------ Text segment

This essay is part of Fashion in Isolation, a special issue on the intimate, contradictory, and ultimately inescapable relationship we have to what we wear.

When I got married I wanted to wear a dress, but nothing frilly, no veil, no train. I was inspired by a friend who got married in something she “felt good in that day,” which was a hot-pants ensemble she already had in her closet. I couldn’t commit to that level of nonchalance, but I vowed to find my own version of a bridal outfit.

I met a Parisian dressmaker in the East Village who said she could make me a simple dress. I chose a white silk with a bluish cast from a fabric store in the Garment District and brought several yards of it to her for a fitting.

I soon realized that the problem with this dress was that I would look like I was going to a party, and I wanted my clothes to communicate that this occasion meant more than that. I decided that the solution would be to wear something on my head: a wedding hat.

I already had a hat I felt good in, a winter hat I got years ago from a fiber artist in Ohio. It was a wholly original design, a cross between a crown and an origami pinwheel, and made from a rough, oatmeal-colored wool. If I had to eat my hat, it would probably be very fortifying.

I brought this hat to another East Village designer who specialized in wedding chapeaux. We had a conversation about how she would replicate the hat in silk to match my dress. But when I went to pick it up, I saw that she had translated my oatmeal pinwheel crown into something traditionally bridal: a smooth silk cap dotted with teardrop-shaped crystals. It was beautiful, to be sure; it just wasn’t what I imagined. I felt like my hat was crying.

I soon discovered other things I hadn’t imagined: my newly-made wedding dress reeked of cigarettes and hung on me weirdly. I gave it to a fashion designer friend for a diagnosis. The seams were so crooked, she told me, the Parisian designer must have sewn them drunk.

I gave up trying to communicate anything with my wedding clothing. My dress got cleaned and sober and I wore it with my weepy hat to marry my beloved. It was a brilliant day and then it was over. I put the dress and hat away.

I haven’t looked at the dress in years, but I see the hat all the time because our daughter has commandeered it as a bed for her stuffed animals. It sits upside-down on her dresser, by her alarm clock, with the tears still glistening on it. A tiny bear and cow are nestled there. It’s perfect now, I think. It says everything. I’ll never wear it again.

Amy Fusselman

Amy Fusselman's latest book is Idiophone. She teaches creative writing at NYU.

------------
------ Supplied information

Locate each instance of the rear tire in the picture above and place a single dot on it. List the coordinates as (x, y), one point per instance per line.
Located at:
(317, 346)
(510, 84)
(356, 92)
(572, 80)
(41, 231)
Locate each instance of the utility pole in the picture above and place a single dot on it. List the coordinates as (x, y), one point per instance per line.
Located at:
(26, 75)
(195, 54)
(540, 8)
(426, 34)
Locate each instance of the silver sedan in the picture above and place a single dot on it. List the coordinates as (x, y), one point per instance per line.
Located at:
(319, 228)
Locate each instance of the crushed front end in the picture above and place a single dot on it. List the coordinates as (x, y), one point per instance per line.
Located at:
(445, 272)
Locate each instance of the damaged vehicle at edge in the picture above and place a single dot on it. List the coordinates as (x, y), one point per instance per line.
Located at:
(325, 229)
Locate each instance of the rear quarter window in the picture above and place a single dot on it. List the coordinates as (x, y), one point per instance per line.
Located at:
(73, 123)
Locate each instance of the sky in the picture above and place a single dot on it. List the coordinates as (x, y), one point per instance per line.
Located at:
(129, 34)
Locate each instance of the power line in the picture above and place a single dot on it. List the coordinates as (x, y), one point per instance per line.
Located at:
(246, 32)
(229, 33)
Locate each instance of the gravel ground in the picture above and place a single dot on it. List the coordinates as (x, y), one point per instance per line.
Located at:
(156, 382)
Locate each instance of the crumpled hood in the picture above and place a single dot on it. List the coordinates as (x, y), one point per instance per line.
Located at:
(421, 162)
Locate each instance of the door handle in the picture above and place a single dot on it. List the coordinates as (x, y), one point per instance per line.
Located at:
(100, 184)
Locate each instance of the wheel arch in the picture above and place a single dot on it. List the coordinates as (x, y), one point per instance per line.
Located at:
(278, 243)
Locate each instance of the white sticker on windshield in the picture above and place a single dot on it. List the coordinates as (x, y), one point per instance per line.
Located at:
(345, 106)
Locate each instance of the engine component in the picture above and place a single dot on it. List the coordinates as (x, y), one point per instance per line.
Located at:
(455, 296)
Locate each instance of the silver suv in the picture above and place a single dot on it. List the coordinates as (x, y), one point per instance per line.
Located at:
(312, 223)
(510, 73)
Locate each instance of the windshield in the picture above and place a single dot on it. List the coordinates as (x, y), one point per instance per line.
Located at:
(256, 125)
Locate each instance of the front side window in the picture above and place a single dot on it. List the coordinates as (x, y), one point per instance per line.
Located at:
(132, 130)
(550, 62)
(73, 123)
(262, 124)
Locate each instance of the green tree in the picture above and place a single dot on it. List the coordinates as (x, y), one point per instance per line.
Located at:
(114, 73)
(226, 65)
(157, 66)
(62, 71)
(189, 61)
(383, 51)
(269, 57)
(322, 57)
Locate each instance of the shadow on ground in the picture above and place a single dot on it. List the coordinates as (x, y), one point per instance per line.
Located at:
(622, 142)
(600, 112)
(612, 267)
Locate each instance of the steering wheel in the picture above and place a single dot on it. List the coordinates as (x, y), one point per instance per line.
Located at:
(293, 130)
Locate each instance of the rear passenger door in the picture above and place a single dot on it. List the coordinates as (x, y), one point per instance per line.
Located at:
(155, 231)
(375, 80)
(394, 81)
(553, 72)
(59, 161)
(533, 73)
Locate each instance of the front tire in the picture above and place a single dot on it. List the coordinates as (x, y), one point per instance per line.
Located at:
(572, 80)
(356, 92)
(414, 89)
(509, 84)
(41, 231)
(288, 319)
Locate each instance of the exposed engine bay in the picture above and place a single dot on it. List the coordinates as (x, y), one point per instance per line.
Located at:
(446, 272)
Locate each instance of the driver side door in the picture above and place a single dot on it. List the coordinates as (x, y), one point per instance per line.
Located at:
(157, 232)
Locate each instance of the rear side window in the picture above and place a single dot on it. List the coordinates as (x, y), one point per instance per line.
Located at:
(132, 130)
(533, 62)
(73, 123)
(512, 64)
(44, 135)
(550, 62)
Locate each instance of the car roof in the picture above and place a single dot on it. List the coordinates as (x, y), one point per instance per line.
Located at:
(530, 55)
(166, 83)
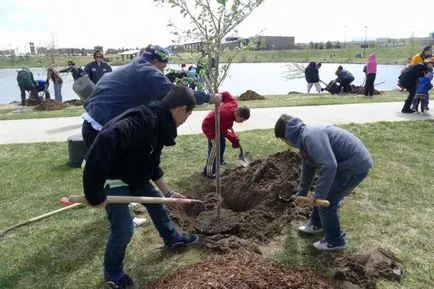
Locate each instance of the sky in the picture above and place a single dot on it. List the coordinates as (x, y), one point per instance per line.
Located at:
(136, 23)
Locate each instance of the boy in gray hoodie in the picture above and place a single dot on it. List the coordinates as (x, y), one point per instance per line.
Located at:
(342, 162)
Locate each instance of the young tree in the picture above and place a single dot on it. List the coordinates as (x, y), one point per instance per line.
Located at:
(212, 21)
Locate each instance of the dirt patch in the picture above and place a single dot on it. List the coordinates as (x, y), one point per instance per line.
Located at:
(251, 95)
(362, 270)
(240, 271)
(253, 201)
(49, 104)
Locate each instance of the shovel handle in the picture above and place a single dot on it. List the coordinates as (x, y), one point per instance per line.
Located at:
(312, 201)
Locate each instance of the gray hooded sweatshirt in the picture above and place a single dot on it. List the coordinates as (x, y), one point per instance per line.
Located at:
(330, 149)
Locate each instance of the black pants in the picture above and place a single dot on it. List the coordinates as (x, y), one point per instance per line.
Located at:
(369, 85)
(89, 133)
(409, 100)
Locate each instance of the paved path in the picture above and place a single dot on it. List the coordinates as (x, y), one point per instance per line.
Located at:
(58, 129)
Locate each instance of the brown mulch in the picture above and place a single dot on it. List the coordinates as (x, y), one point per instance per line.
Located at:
(240, 271)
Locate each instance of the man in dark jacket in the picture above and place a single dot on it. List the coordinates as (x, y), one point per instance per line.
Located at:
(408, 79)
(131, 85)
(96, 69)
(342, 162)
(123, 160)
(311, 73)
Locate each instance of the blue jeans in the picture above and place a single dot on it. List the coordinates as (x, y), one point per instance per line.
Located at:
(212, 158)
(121, 226)
(58, 92)
(327, 218)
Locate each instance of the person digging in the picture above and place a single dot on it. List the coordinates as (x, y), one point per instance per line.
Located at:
(229, 113)
(122, 161)
(342, 162)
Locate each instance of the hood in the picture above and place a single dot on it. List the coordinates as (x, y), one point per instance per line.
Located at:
(293, 131)
(166, 126)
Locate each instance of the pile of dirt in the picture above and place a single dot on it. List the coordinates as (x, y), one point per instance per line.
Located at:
(251, 95)
(253, 201)
(240, 271)
(362, 270)
(74, 102)
(49, 104)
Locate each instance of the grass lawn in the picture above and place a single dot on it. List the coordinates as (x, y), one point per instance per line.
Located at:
(392, 208)
(7, 111)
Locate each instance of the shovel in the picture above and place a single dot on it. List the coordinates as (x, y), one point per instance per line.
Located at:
(245, 159)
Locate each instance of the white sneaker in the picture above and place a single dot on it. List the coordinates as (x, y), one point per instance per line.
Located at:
(310, 229)
(138, 221)
(322, 245)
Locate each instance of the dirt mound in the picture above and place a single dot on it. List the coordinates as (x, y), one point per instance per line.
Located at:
(240, 271)
(49, 104)
(253, 202)
(362, 270)
(251, 95)
(74, 102)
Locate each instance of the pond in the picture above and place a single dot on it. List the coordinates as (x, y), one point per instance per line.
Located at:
(264, 78)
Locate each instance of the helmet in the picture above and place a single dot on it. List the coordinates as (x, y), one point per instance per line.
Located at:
(156, 52)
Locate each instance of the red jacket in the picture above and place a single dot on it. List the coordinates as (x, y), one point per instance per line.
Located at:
(227, 118)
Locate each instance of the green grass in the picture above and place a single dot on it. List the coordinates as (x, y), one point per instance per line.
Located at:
(298, 99)
(392, 208)
(385, 55)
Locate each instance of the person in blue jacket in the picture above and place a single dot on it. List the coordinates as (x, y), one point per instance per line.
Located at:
(96, 69)
(131, 85)
(341, 161)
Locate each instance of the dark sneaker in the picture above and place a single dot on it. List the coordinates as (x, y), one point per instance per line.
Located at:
(324, 246)
(183, 239)
(122, 282)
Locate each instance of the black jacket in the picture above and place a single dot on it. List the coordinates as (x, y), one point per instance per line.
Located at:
(129, 148)
(311, 73)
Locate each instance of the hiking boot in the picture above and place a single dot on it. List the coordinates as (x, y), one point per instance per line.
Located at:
(322, 245)
(310, 229)
(183, 239)
(122, 282)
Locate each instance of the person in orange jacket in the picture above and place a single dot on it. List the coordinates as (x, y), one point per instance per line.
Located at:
(229, 113)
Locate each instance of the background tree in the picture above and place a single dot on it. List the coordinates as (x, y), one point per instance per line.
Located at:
(211, 21)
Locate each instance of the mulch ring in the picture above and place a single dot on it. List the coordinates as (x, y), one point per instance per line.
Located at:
(240, 271)
(256, 206)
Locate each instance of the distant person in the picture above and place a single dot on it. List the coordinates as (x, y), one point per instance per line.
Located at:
(422, 92)
(408, 79)
(337, 161)
(345, 78)
(311, 73)
(424, 54)
(54, 76)
(371, 73)
(76, 71)
(26, 82)
(229, 113)
(96, 69)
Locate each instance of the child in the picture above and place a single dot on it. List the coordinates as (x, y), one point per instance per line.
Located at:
(229, 112)
(422, 92)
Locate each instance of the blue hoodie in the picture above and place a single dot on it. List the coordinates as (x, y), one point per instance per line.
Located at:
(327, 148)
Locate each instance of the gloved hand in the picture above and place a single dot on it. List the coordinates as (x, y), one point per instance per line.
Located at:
(236, 144)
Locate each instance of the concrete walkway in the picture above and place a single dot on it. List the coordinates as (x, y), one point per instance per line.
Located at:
(59, 129)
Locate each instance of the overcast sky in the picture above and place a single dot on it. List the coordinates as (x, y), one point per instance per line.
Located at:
(136, 23)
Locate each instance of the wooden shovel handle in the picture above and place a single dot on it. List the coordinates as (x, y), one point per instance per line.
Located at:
(312, 201)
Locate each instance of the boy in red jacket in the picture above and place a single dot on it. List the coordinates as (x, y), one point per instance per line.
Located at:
(229, 112)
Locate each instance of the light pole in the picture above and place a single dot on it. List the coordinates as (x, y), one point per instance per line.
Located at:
(364, 46)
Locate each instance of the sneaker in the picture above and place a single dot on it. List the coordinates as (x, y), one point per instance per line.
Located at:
(310, 229)
(183, 239)
(137, 222)
(122, 282)
(322, 245)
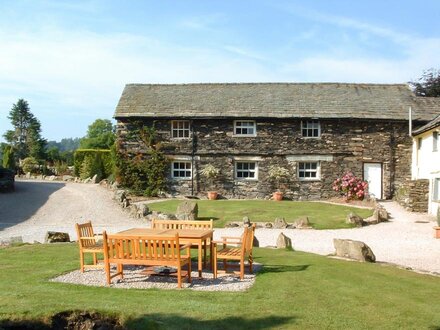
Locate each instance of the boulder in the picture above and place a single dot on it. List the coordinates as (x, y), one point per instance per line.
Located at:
(119, 195)
(68, 178)
(187, 210)
(355, 219)
(280, 223)
(356, 250)
(56, 237)
(246, 222)
(284, 242)
(302, 223)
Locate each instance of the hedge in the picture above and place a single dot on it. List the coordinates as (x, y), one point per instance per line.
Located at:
(88, 162)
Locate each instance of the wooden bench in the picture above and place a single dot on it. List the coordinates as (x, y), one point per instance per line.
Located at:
(240, 253)
(185, 224)
(147, 250)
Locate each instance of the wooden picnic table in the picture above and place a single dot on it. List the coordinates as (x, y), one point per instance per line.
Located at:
(194, 236)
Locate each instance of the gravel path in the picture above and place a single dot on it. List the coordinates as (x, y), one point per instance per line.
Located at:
(36, 207)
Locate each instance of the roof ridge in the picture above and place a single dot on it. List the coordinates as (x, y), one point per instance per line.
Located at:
(267, 83)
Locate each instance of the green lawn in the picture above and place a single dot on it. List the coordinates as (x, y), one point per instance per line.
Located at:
(321, 215)
(294, 291)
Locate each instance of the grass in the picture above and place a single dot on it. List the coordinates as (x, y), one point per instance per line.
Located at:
(321, 215)
(294, 291)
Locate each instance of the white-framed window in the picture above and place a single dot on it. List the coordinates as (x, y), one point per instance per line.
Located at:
(311, 128)
(181, 169)
(309, 170)
(180, 129)
(245, 128)
(246, 170)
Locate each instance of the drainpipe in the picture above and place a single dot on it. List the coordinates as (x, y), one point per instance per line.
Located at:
(193, 150)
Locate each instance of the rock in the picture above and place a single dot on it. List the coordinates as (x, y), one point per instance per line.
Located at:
(280, 223)
(283, 242)
(188, 210)
(119, 195)
(56, 237)
(355, 219)
(68, 178)
(125, 203)
(302, 223)
(356, 250)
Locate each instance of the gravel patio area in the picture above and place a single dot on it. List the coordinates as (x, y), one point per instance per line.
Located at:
(36, 207)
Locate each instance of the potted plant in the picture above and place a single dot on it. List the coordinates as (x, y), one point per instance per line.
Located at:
(278, 174)
(437, 228)
(210, 172)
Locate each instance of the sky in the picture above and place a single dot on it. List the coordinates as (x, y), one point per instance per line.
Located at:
(71, 59)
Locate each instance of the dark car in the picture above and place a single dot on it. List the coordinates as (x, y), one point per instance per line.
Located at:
(7, 180)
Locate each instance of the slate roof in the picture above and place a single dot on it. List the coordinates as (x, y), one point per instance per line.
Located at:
(280, 100)
(432, 124)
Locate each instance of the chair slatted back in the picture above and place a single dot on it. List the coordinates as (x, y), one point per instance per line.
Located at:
(157, 248)
(85, 230)
(181, 224)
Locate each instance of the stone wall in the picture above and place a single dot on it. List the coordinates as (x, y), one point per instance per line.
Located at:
(413, 195)
(344, 146)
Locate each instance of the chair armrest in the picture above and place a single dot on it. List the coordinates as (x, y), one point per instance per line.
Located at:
(182, 247)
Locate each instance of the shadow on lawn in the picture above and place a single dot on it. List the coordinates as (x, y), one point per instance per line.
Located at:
(283, 268)
(172, 321)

------------

> Exercise
Retype the passage of the wedding hat essay starting at "I met a Parisian" and ending at "be very fortifying.".

> Output of the exercise
I met a Parisian dressmaker in the East Village who said she could make me a simple dress. I chose a white silk with a bluish cast from a fabric store in the Garment District and brought several yards of it to her for a fitting.

I soon realized that the problem with this dress was that I would look like I was going to a party, and I wanted my clothes to communicate that this occasion meant more than that. I decided that the solution would be to wear something on my head: a wedding hat.

I already had a hat I felt good in, a winter hat I got years ago from a fiber artist in Ohio. It was a wholly original design, a cross between a crown and an origami pinwheel, and made from a rough, oatmeal-colored wool. If I had to eat my hat, it would probably be very fortifying.